### [Consegna 1]
Riporta la recensione di "Fernande, Cecile" da "Natasha Pirard –" a "vada a finire.", cambiando "giostra familiare" in "giostra di famiglia".
### [Consegna 2]
Elenca tutti i nomi di persona che compaiono nella recensione di "Fernande, Cecile".
### [Consegna 3]
Traduci in inglese questa frase della recensione di "Fernande, Cecile": "La musicista belga ha perso la nonna, Fernande, a sette anni, ma i suoi abbracci e la sua energia in qualche modo fanno ancora parte di lei."
### Testo fornito
Natasha Pirard – Fernande, Cecile: Risorgere dal proprio album di famiglia :: Le Recensioni di OndaRock
L’insostenibilità di una tristezza sommersa che annienta mentre la natura suggerisce tutt’intorno vita, rifiorimento, essenza: nel microcosmo di Natasha Pirard filtra l’immagine di una giostra familiare interrotta, un “rottame” da esorcizzare comunque vada a finire.
“Fernande, Cecile” è un’opera autobiografica, nei rimandi e nella percezione del suono come scappatoia da una scomparsa che è cifra di una disillusione recondita eppure maledettamente viva. Otto movimenti dedicati alla madre e alla nonna delineano i contorni di un album fotografico, che collega immagini e registrazioni sul campo, sintetizzatori e violini.
Formatasi all’Università di Ghent, la Pirard vanta un repertorio classico che ha sviluppato evolvendosi via via tra la teoria musicale storica e la sperimentazione contemporanea, traendo in particolare ispirazione dal phase shifting di Steve Reich e dall’approccio di Mica Levi.
La musicista belga ha perso la nonna, Fernande, a sette anni, ma i suoi abbracci e la sua energia in qualche modo fanno ancora parte di lei. Mentre sua madre, Cecile, è l’ancora che tutto regge negli istanti in cui la marea si ingrossa, presentando un conto perlopiù amaro.
Il terribile declino psicologico e affettivo a cui riduce l’Alzheimer, di cui soffriva la nonna, è lo spettro che si aggira tra le pieghe di un disco che fonde elettroacustica e minimalismo. “Se, a un certo punto, dovessi avere anche io questa malattia, non dimenticare che sono ancora qui (dentro)”, le dice infatti sua madre. E’ una confessione che diventa anche il pretesto per animare partiture celestiali e allo stesso tempo bucoliche, nelle quali la maternità più autentica, che non tutti hanno la fortuna di provare, è mero carburante.
La linea di partenza fortemente riservata da cui la Pirard decide di inaugurare il proprio cammino potrebbe certamente essere sulla carta un boomerang, come ad esempio accade nella quasi totalità dei romanzi a trazione parentale che infestano ormai da tempo immemore le librerie. Ma è un rischio calcolato e per fortuna schivato con leggerezza, senza mai ammorbare la scena con inserti poco aderenti al suono o trovate da diario segreto.
Il giardino della nonna in piena fioritura così come i frutti distesi al sole tornano a galla tra i pensieri della Pirard e mutano in musica, mediante fraseggi delicatissimi in loop e ritmi impercettibili che scuotono i contorni. E’ in questa decostruzione della propria emotività che si alternano cocci di luci e ombre, a metaforizzare presenza e assenza del proprio vissuto. Field recordings domestici, come il cinguettio dell’uccellino preferito della nonna che vola nell’aria o il battito accelerato del cuore, introducono spesse volte il canto in lontananza, da sirena ferita quasi a morte, della Pirard (“La tristesse insoutenable”).
######
### Dati raccolti
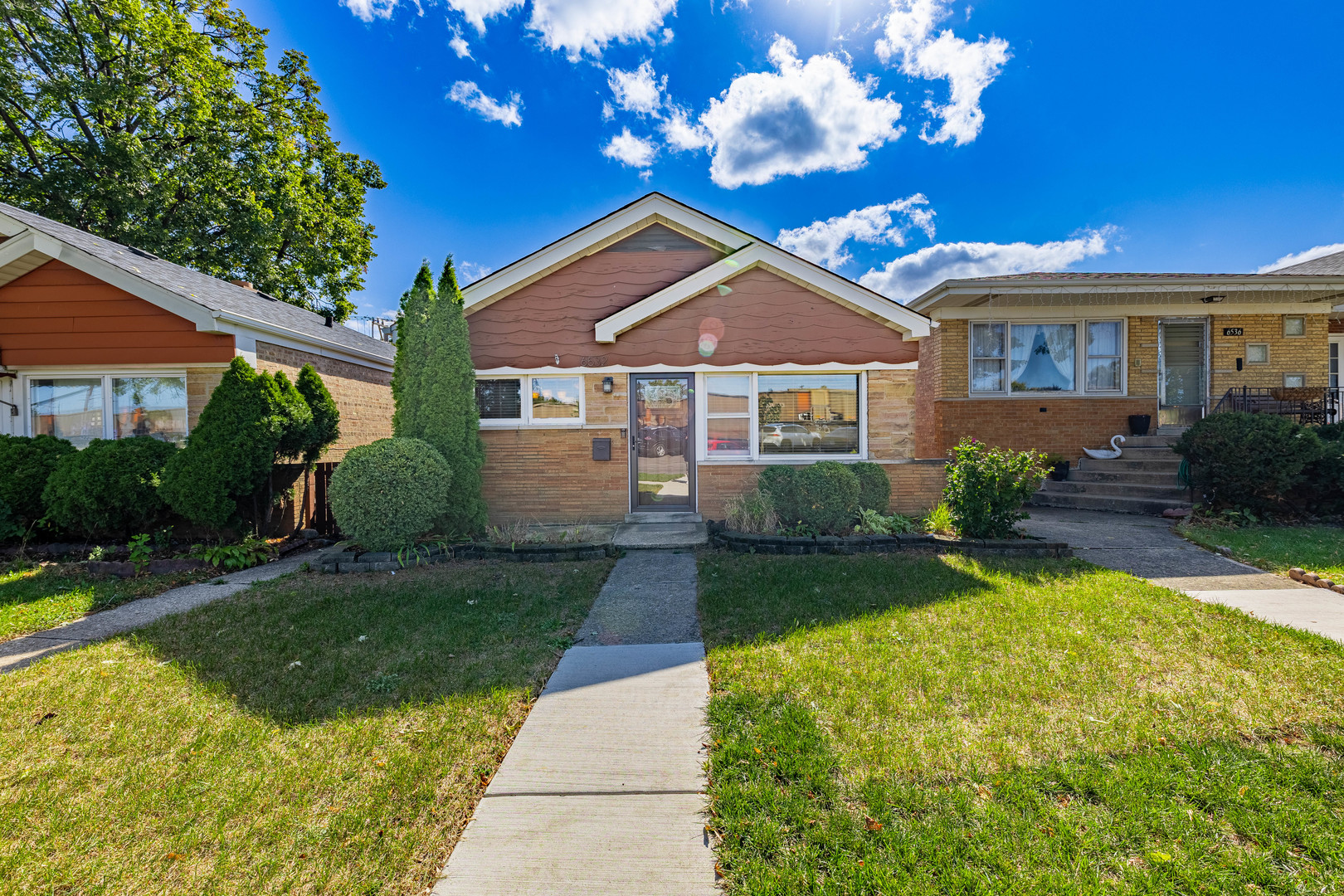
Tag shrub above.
######
### [Risposta scritta 1]
Natasha Pirard – Fernande, Cecile: Risorgere dal proprio album di famiglia :: Le Recensioni di OndaRock
L’insostenibilità di una tristezza sommersa che annienta mentre la natura suggerisce tutt’intorno vita, rifiorimento, essenza: nel microcosmo di Natasha Pirard filtra l’immagine di una giostra di famiglia interrotta, un “rottame” da esorcizzare comunque vada a finire.

### [Risposta scritta 2]
Natasha Pirard, Fernande, Cecile, Steve Reich, Mica Levi

### [Risposta scritta 3]
The Belgian musician lost her grandmother, Fernande, at the age of seven, but her hugs and her energy are still somehow part of her.